Set problem A = Please write out the iPad Pro review in full, word for word.
Set problem B = From the rows below, pull out the lines that begin at the line containing "trace the outline of every instance of the area" and stop after the line containing "[[[411,179],[407,165],[384,165],[384,193],[411,193]]]". Copy them verbatim.

Provided passage =
====================
To help us provide you with free impartial advice, we may earn a commission if you buy through links on our site. Learn more

M1 Apple iPad Pro (2021) review: A display of brilliance

Our Rating :
£959.00 from
Price when reviewed : £1328
inc VAT

The iPad Pro 12.9 is more of a laptop alternative than ever, and it comes with a truly stupendous display

Pros

  • Brilliant Mini-LED display
  • M1 chip is very powerful
  • Battery life still great

Cons

  • Expensive once you add a keyboard
  • iOS still has its frustrations

The iPad Pro has slowly matured into quite the powerhouse over the past few years, but it’s taken a giant leap forward in 2021. Adopting the much-lauded Apple M1 processor – the same chip found inside this year’s 24in iMac, Mac mini, MacBook Pro and MacBook Air – it has finally drawn level with its more “serious” counterparts when it comes to raw power.

Coupled with the advances that Apple has made to iOS, the latest iPad Pro more closely resembles a full-blown laptop alternative than it ever has before.

 

M1 Apple iPad 12.9in (2021) review:  What you need to know

The M1 chip isn’t the only big upgrade for the 2021 iPad Pro, either, despite the fact that it looks pretty much identical to the previous model. Next on the list of upgrades is the new “Liquid Retina XDR” display, which employs Mini-LED technology to boost its HDR capabilities, improving the visuals without the cost to peak brightness and battery life that OLED often brings with it.

There’s also 5G capability for those who can’t face the inconvenience of tethering, an ultrawide front camera that can follow you around the room, Thunderbolt 3 connectivity and a new 2TB storage option, although the price of that is heart-stoppingly expensive.
====================
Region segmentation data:

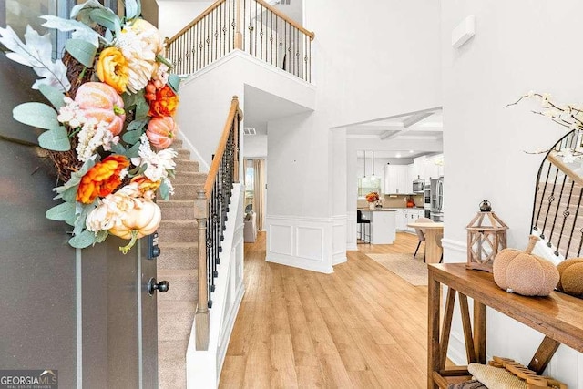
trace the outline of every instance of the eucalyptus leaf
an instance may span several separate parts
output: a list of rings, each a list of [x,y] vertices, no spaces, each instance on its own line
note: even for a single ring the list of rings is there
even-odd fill
[[[50,220],[64,221],[75,216],[75,203],[64,202],[46,210],[45,216]]]
[[[166,181],[162,181],[159,189],[160,191],[160,197],[162,198],[162,200],[169,200],[170,198],[170,189],[168,187]]]
[[[97,49],[89,42],[81,39],[69,39],[65,42],[65,48],[71,56],[87,67],[93,67]]]
[[[180,77],[175,74],[171,74],[168,77],[168,85],[177,95],[179,94],[179,87],[180,87]]]
[[[56,120],[56,111],[43,103],[23,103],[12,110],[15,120],[28,126],[45,129],[56,129],[61,124]]]
[[[56,87],[42,84],[38,86],[38,90],[43,94],[45,97],[55,107],[56,109],[60,109],[61,107],[65,106],[65,94]]]
[[[126,19],[133,19],[139,16],[138,2],[136,0],[126,0]]]
[[[134,131],[137,129],[142,129],[148,124],[149,120],[134,120],[128,125],[128,131]]]
[[[66,129],[64,127],[45,131],[38,137],[38,144],[41,148],[53,151],[68,151],[71,143]]]
[[[118,35],[121,32],[121,22],[119,21],[119,17],[118,17],[118,15],[108,8],[94,9],[89,13],[89,16],[91,17],[91,20],[97,25],[103,26],[111,31],[115,31],[116,35]]]
[[[77,187],[67,188],[64,191],[59,193],[59,196],[66,202],[74,202],[77,200]]]
[[[136,104],[136,119],[143,120],[148,118],[148,112],[149,111],[149,104],[146,102],[146,99],[142,97]]]
[[[141,144],[140,142],[136,143],[134,146],[132,146],[131,148],[128,148],[128,150],[126,150],[124,155],[126,157],[129,158],[129,159],[139,157],[139,145],[140,144]]]
[[[102,230],[100,231],[97,231],[97,233],[95,236],[95,241],[97,241],[97,243],[101,243],[105,241],[106,238],[107,238],[108,235],[109,235],[109,231],[107,230]]]
[[[118,143],[117,145],[116,144],[112,144],[111,145],[111,152],[113,154],[126,155],[126,148],[124,148],[119,143]]]
[[[80,234],[75,235],[69,239],[69,244],[76,249],[85,249],[96,242],[95,232],[89,230],[84,230]]]
[[[124,142],[129,145],[134,145],[137,142],[139,142],[139,137],[141,137],[144,131],[142,131],[141,129],[128,131],[123,135],[122,138],[124,139]]]

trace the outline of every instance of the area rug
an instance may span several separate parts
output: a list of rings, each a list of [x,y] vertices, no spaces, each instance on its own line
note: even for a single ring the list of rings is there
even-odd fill
[[[423,255],[417,255],[417,258],[413,258],[413,254],[366,254],[366,256],[412,285],[427,285],[427,265],[423,261]]]

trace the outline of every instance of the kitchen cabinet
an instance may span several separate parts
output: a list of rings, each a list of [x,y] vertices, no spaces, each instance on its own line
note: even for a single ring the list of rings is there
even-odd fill
[[[411,179],[407,165],[384,165],[384,193],[411,193]]]

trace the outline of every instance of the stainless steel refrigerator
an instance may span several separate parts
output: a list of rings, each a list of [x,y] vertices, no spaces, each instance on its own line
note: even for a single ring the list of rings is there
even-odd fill
[[[444,221],[444,178],[431,179],[431,220]]]

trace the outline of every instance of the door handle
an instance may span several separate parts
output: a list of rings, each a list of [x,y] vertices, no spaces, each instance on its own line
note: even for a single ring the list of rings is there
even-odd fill
[[[170,282],[168,281],[160,281],[156,283],[156,279],[152,277],[148,282],[148,294],[150,296],[154,294],[156,291],[159,291],[160,293],[166,293],[169,289],[170,289]]]

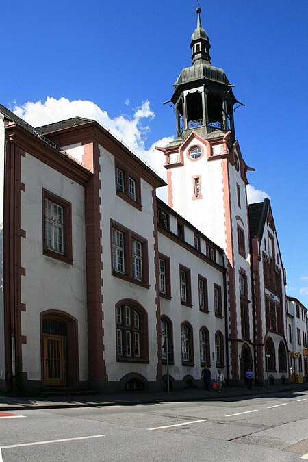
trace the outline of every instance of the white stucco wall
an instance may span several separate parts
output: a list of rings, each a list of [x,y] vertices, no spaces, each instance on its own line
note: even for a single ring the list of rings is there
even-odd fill
[[[117,196],[114,157],[101,146],[99,150],[103,247],[103,343],[108,380],[119,381],[125,374],[135,372],[141,374],[149,381],[155,381],[157,346],[152,188],[145,181],[141,179],[142,204],[141,211]],[[110,220],[122,224],[147,240],[150,286],[149,289],[112,274]],[[124,298],[131,298],[137,301],[147,313],[149,364],[116,361],[115,306],[119,300]]]
[[[21,277],[22,334],[31,342],[23,345],[23,371],[29,380],[41,379],[40,313],[57,309],[78,320],[79,379],[88,378],[86,238],[84,188],[29,153],[22,157]],[[42,253],[42,188],[71,203],[72,265]],[[30,213],[31,212],[31,213]]]
[[[185,233],[187,228],[185,228]],[[195,379],[199,379],[201,367],[200,361],[200,329],[205,326],[209,332],[211,371],[214,376],[217,372],[215,357],[215,333],[219,330],[224,335],[224,285],[223,274],[219,270],[207,264],[194,253],[186,251],[182,246],[177,244],[164,234],[159,233],[159,253],[170,258],[171,300],[161,297],[161,314],[166,315],[172,322],[173,345],[175,365],[170,366],[170,374],[175,380],[181,380],[187,374],[192,375]],[[179,265],[190,269],[191,294],[192,307],[181,304]],[[207,292],[209,313],[203,313],[199,309],[198,275],[207,279]],[[214,284],[221,287],[223,318],[215,316],[214,303]],[[193,329],[194,337],[194,366],[182,365],[181,324],[188,321]],[[222,370],[225,372],[225,370]],[[163,373],[166,373],[166,366],[163,365]]]
[[[3,313],[3,200],[4,200],[4,122],[0,114],[0,381],[5,380]]]

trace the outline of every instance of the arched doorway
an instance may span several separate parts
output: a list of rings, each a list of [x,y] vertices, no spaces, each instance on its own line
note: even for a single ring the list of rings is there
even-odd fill
[[[42,370],[44,386],[77,385],[77,322],[62,311],[41,313]]]
[[[241,361],[241,378],[245,380],[245,374],[248,369],[253,370],[253,359],[251,351],[247,344],[244,344],[242,348]]]

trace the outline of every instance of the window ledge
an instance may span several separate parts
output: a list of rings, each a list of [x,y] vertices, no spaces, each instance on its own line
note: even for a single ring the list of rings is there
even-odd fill
[[[142,206],[139,202],[136,202],[135,201],[133,201],[133,199],[131,199],[131,198],[129,196],[127,196],[124,192],[121,192],[121,191],[118,191],[118,190],[116,190],[116,194],[122,199],[124,199],[124,201],[128,202],[129,204],[140,210],[140,211],[142,211]]]
[[[181,305],[183,305],[185,307],[188,307],[189,308],[191,308],[192,307],[192,305],[189,302],[184,302],[183,300],[181,300]]]
[[[63,261],[64,263],[67,263],[69,265],[73,265],[73,258],[71,256],[66,257],[63,255],[61,253],[57,253],[57,252],[53,252],[49,248],[44,248],[43,255],[47,257],[50,257],[53,258],[55,260],[59,260],[60,261]]]
[[[159,296],[162,297],[162,298],[166,298],[166,300],[172,300],[172,298],[170,295],[167,295],[167,294],[162,294],[162,292],[159,292]]]
[[[150,285],[148,282],[144,281],[140,281],[139,279],[136,279],[131,276],[127,276],[127,274],[123,274],[122,272],[118,272],[114,270],[112,270],[112,276],[120,278],[120,279],[123,279],[124,281],[127,281],[127,282],[133,283],[133,284],[137,284],[137,285],[141,285],[146,289],[149,289]]]

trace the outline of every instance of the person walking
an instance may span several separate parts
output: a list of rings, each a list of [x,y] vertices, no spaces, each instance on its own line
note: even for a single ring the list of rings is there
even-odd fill
[[[246,380],[247,383],[247,389],[251,390],[251,387],[253,386],[253,380],[254,378],[253,372],[251,372],[250,369],[247,370],[247,372],[245,374]]]
[[[207,366],[204,367],[204,369],[201,371],[201,378],[203,378],[204,387],[206,390],[208,390],[209,388],[209,384],[211,382],[211,371]]]
[[[221,393],[222,385],[224,383],[224,376],[221,372],[220,369],[218,369],[218,370],[217,371],[216,382],[217,385],[218,385],[218,392],[219,393]]]

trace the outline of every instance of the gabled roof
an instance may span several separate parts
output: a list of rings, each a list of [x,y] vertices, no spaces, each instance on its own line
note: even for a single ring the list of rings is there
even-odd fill
[[[73,117],[68,118],[66,120],[60,120],[60,122],[55,122],[54,123],[49,123],[47,125],[42,125],[41,127],[36,127],[36,130],[40,135],[45,135],[50,133],[52,131],[57,130],[62,130],[75,125],[81,125],[88,122],[94,122],[93,119],[84,118],[84,117]]]
[[[269,205],[270,201],[267,198],[264,199],[264,202],[249,204],[248,218],[251,240],[253,238],[258,238],[261,240],[262,238]]]

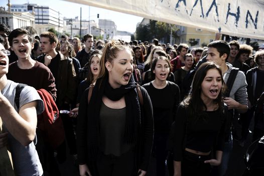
====================
Task result A =
To help us provide you with free impartial advice, we may earn a commission if you buy through links on our site. Learn more

M1 Apple iPad Pro (2021) review: A display of brilliance

Our Rating :
£959.00 from
Price when reviewed : £1328
inc VAT

The iPad Pro 12.9 is more of a laptop alternative than ever, and it comes with a truly stupendous display

Pros

  • Brilliant Mini-LED display
  • M1 chip is very powerful
  • Battery life still great

Cons

  • Expensive once you add a keyboard
  • iOS still has its frustrations

The iPad Pro has slowly matured into quite the powerhouse over the past few years, but it’s taken a giant leap forward in 2021. Adopting the much-lauded Apple M1 processor – the same chip found inside this year’s 24in iMac, Mac mini, MacBook Pro and MacBook Air – it has finally drawn level with its more “serious” counterparts when it comes to raw power.

Coupled with the advances that Apple has made to iOS, the latest iPad Pro more closely resembles a full-blown laptop alternative than it ever has before.

 

M1 Apple iPad 12.9in (2021) review:  What you need to know

The M1 chip isn’t the only big upgrade for the 2021 iPad Pro, either, despite the fact that it looks pretty much identical to the previous model. Next on the list of upgrades is the new “Liquid Retina XDR” display, which employs Mini-LED technology to boost its HDR capabilities, improving the visuals without the cost to peak brightness and battery life that OLED often brings with it.

There’s also 5G capability for those who can’t face the inconvenience of tethering, an ultrawide front camera that can follow you around the room, Thunderbolt 3 connectivity and a new 2TB storage option, although the price of that is heart-stoppingly expensive.

Task result B =
trace the outline of every instance of the area rug
an instance may span several separate parts
output: a list of rings, each a list of [x,y] vertices, no spaces, each instance on its own line
note: even for a single ring the list of rings is there
even-odd fill
[[[423,255],[417,255],[417,258],[413,258],[413,254],[366,254],[366,256],[412,285],[427,285],[427,265],[423,261]]]

trace the outline of every instance of the kitchen cabinet
an instance may span several separate parts
output: a list of rings, each a list of [x,y] vertices, no spaces, each instance on its own line
note: even for a single ring the list of rings is there
even-odd fill
[[[411,179],[407,165],[384,165],[384,193],[411,193]]]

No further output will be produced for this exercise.